* _Goal of the exercise_:
Answer with one number only, the count of lines in the material below that hold "human".

* _Working data_:
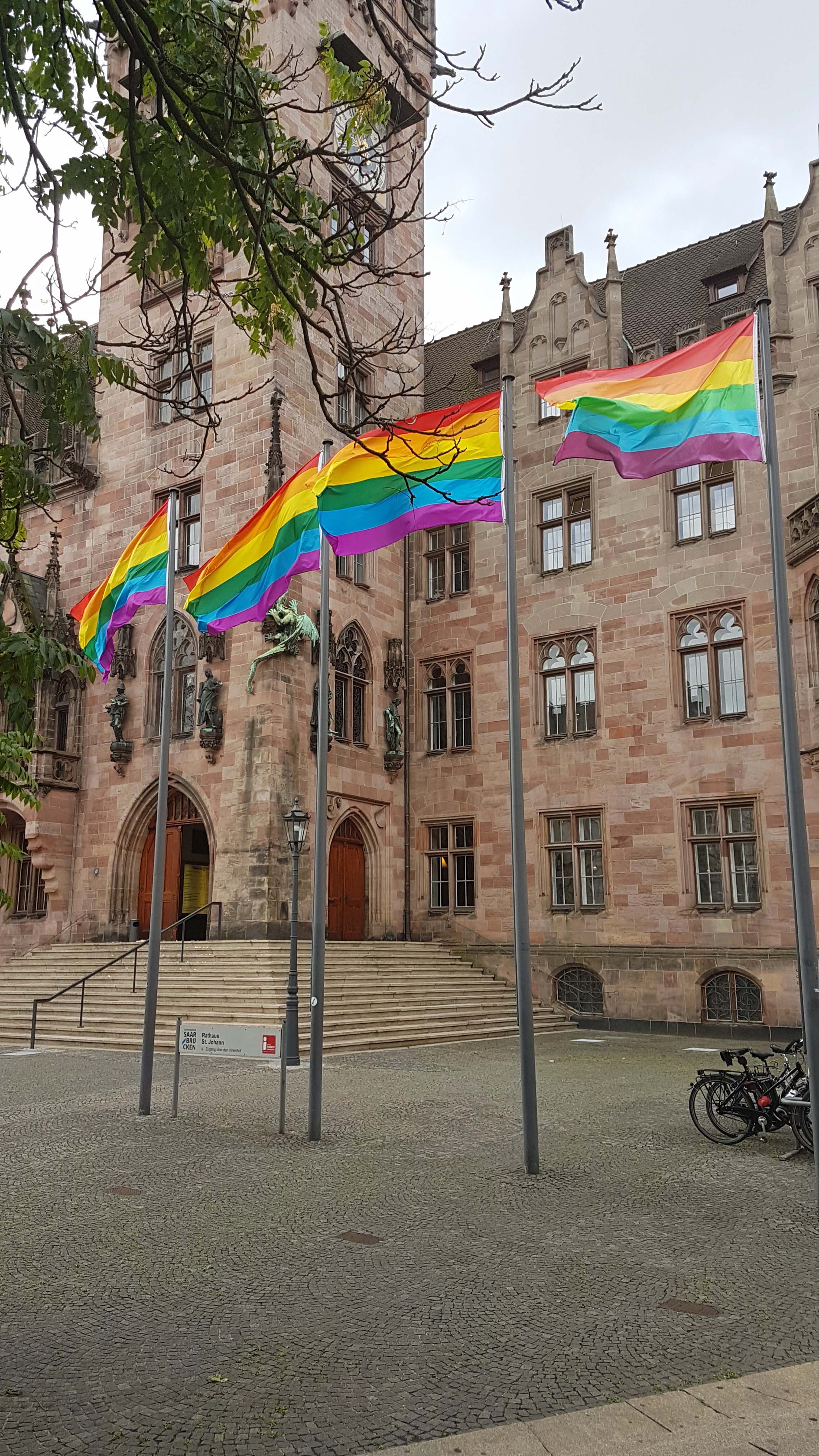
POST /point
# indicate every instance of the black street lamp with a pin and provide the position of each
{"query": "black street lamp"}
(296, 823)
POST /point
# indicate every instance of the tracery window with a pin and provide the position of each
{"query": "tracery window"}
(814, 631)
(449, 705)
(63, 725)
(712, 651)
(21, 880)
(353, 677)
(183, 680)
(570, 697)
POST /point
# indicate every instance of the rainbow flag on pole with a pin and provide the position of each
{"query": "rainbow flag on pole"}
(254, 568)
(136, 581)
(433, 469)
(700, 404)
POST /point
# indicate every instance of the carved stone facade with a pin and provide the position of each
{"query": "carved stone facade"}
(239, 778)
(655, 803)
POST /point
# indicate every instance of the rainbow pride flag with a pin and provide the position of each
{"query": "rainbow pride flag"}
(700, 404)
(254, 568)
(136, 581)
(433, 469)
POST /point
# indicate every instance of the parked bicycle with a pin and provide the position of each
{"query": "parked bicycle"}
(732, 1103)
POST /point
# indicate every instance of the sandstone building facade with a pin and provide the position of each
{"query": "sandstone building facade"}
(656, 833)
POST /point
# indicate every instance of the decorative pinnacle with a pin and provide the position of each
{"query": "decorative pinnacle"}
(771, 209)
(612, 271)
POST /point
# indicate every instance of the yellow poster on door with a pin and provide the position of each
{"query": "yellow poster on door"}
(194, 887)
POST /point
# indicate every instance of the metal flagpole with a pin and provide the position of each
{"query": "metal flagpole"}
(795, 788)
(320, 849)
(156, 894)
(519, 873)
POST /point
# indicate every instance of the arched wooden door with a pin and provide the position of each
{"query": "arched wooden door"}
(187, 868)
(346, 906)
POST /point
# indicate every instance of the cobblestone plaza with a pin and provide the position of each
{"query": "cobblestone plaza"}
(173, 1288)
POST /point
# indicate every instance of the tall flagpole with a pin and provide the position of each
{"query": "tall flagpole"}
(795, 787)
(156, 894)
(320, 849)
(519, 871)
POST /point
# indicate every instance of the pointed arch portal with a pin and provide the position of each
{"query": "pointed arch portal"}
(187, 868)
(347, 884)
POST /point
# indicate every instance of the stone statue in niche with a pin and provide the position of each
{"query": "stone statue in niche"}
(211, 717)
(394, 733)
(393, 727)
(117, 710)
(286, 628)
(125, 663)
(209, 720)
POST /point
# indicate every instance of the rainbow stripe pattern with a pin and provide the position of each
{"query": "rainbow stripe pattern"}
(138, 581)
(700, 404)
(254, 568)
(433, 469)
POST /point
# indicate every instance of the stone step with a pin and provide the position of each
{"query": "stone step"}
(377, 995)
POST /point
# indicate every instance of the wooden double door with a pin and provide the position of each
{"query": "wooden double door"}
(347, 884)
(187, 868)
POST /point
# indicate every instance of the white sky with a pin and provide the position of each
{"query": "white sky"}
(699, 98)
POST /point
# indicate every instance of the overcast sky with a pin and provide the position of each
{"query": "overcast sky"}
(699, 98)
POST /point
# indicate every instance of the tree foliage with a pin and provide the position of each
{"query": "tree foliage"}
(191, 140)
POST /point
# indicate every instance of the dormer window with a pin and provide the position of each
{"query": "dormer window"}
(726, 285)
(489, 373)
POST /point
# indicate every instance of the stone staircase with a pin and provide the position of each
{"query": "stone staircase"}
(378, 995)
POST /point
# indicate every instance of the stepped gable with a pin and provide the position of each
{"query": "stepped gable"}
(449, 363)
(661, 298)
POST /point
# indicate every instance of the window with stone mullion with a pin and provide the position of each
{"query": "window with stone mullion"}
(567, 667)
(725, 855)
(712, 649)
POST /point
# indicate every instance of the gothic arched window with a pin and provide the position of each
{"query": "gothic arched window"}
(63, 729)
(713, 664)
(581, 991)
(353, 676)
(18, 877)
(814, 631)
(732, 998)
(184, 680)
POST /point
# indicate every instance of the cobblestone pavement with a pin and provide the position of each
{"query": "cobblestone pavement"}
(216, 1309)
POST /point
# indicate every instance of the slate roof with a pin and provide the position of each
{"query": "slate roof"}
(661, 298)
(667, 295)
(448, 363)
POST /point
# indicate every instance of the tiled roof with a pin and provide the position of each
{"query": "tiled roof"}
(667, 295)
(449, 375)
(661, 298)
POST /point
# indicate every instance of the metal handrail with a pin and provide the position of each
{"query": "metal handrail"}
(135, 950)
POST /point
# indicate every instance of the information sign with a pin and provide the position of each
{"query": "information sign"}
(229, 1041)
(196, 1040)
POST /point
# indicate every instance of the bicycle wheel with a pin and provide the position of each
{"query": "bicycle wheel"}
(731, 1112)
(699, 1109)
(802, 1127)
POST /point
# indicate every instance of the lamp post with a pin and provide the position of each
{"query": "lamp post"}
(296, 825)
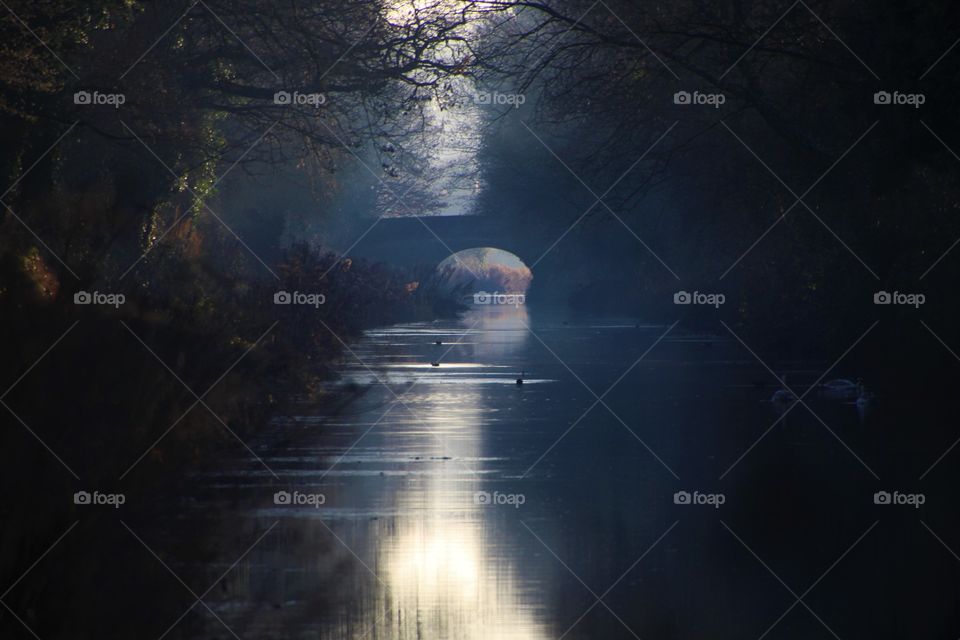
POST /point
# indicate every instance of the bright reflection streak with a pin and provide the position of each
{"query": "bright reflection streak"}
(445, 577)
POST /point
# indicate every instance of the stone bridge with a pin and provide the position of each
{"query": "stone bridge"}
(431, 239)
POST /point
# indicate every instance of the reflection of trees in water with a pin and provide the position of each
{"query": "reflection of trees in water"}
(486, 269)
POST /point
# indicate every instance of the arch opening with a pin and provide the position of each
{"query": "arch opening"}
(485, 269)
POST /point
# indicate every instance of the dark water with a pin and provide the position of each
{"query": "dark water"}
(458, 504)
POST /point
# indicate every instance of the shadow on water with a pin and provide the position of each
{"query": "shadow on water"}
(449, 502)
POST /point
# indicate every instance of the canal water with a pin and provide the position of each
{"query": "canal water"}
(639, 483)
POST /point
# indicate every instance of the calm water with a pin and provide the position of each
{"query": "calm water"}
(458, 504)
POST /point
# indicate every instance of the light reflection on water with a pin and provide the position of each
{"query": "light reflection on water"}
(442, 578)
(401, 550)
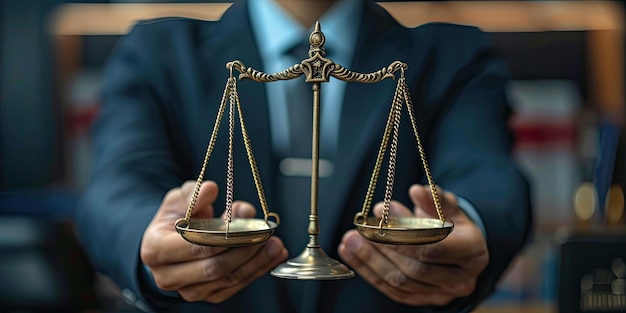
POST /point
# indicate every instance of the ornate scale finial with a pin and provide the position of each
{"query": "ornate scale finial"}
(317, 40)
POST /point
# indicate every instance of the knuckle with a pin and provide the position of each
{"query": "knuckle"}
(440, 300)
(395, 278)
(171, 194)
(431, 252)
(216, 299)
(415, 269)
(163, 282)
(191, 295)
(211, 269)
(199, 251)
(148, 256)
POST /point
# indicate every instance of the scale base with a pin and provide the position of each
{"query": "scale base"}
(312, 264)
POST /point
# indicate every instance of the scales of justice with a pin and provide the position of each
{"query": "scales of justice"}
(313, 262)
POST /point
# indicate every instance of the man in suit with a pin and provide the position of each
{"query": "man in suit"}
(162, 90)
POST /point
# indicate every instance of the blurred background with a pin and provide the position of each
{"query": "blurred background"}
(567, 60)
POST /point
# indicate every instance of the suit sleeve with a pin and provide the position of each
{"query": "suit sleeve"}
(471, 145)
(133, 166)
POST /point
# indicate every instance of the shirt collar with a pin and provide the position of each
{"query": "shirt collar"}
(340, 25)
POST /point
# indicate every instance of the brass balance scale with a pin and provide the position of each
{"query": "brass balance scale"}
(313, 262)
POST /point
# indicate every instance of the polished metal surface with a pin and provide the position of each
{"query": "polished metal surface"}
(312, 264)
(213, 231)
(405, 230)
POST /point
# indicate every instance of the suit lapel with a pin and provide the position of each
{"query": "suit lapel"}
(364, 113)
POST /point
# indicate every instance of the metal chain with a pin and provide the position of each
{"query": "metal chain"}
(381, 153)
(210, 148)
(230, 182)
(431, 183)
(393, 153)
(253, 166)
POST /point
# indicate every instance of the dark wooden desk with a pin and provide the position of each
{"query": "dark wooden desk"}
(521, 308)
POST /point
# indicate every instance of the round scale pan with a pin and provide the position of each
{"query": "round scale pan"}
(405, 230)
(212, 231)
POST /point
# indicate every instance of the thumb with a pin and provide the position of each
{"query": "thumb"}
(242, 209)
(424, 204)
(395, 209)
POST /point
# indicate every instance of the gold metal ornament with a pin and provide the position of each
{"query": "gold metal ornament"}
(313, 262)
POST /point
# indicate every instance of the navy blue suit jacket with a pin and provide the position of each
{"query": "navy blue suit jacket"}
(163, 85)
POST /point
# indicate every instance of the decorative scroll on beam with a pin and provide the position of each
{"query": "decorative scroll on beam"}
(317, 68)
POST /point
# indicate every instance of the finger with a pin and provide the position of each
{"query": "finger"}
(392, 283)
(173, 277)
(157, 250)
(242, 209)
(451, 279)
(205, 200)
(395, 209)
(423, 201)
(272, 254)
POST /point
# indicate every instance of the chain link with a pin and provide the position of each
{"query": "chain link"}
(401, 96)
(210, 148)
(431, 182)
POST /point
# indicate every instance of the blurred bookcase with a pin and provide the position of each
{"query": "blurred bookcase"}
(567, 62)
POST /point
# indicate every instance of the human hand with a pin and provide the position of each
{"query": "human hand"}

* _Answer section_:
2